**Work instructions**
Find every line in the items below that contains the string "instances", and copy each such line. Case counts.

**Data provided**
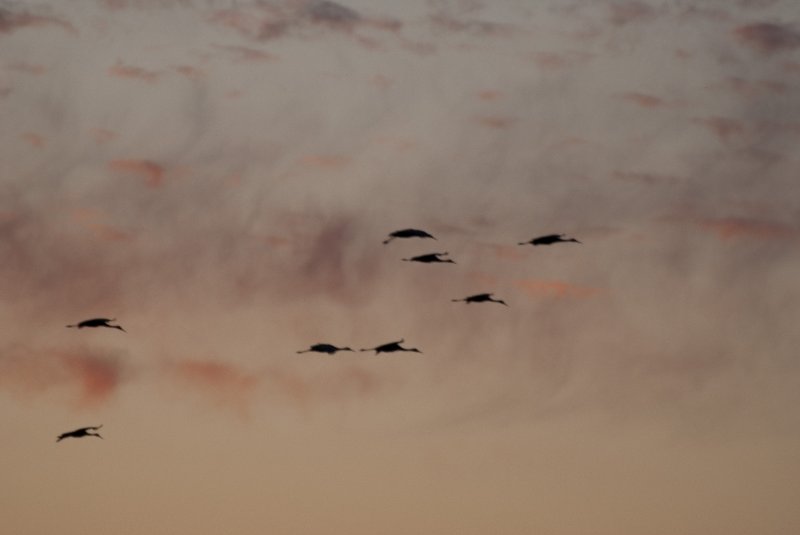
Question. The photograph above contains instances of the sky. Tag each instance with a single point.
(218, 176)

---

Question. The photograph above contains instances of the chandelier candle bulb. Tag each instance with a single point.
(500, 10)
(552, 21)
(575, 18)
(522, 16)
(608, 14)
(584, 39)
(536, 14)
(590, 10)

**Result of this task**
Question. The photograph above contains instances of the sky. Tag each instance with a single point.
Question. The photograph above contains instances of the chandelier candle bulb. Tag each instance with a single point.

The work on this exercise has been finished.